** Start of Records supplied **

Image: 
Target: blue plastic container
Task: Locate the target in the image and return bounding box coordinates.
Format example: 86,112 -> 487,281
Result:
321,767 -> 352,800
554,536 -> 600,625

** End of Records supplied **

What to do
Extract every one of the lines above and reproduce each word for word, with nothing altered.

Solution
Image: 
Target: blue plastic container
Task: Locate the target in the image and return bounding box coordinates.
Format example: 86,112 -> 487,281
Result:
321,767 -> 352,800
554,536 -> 600,625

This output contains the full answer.